[[ INPUT RECORDS open ]]

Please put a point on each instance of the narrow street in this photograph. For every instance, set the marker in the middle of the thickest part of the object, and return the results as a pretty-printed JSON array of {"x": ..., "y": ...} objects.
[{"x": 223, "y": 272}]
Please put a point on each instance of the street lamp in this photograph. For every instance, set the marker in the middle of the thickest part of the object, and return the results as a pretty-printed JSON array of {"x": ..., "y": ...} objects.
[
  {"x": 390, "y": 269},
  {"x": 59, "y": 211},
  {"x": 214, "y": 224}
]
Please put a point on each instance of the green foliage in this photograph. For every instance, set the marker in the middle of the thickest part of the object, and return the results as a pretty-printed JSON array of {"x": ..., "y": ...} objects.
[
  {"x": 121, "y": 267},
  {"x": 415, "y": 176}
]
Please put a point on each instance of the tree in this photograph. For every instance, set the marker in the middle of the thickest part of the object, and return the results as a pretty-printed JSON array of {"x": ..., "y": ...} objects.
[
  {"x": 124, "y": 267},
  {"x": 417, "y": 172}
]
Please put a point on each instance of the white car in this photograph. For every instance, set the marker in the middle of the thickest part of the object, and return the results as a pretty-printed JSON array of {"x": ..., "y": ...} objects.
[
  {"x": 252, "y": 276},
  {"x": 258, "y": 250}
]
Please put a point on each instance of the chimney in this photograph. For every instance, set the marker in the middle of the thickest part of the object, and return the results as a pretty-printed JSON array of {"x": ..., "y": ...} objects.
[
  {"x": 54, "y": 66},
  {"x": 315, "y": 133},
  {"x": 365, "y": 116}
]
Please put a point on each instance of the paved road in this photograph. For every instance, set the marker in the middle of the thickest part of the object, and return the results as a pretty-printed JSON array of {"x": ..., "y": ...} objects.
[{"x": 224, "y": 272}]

[[ INPUT RECORDS closed ]]

WHAT TO DO = Where the records above contain a line with "Please put a point on each instance of the white", repeat that line and each later line through the end, exactly, and nothing more.

SOLVED EXERCISE =
Please put a point on each instance of the white car in this photograph. For every instance, set the marker in the middle of the thickest part of the object, and return the results as a pretty-printed JSON array of {"x": ..., "y": ...} objects.
[
  {"x": 252, "y": 276},
  {"x": 258, "y": 250}
]
Please put a point on each instance of the chimney in this photograph. For every instance, set the marker in the middle of the thickest part of the object, and return the results as a pretty-printed JSON array of {"x": ..., "y": ...} objects.
[
  {"x": 54, "y": 66},
  {"x": 315, "y": 133},
  {"x": 365, "y": 116}
]
Please put a point on each instance of the paved road in this photograph. For every instance, set the marker in the middle of the thickest part of the object, and return the results as a pretty-printed JSON array of {"x": ..., "y": ...} objects.
[{"x": 224, "y": 272}]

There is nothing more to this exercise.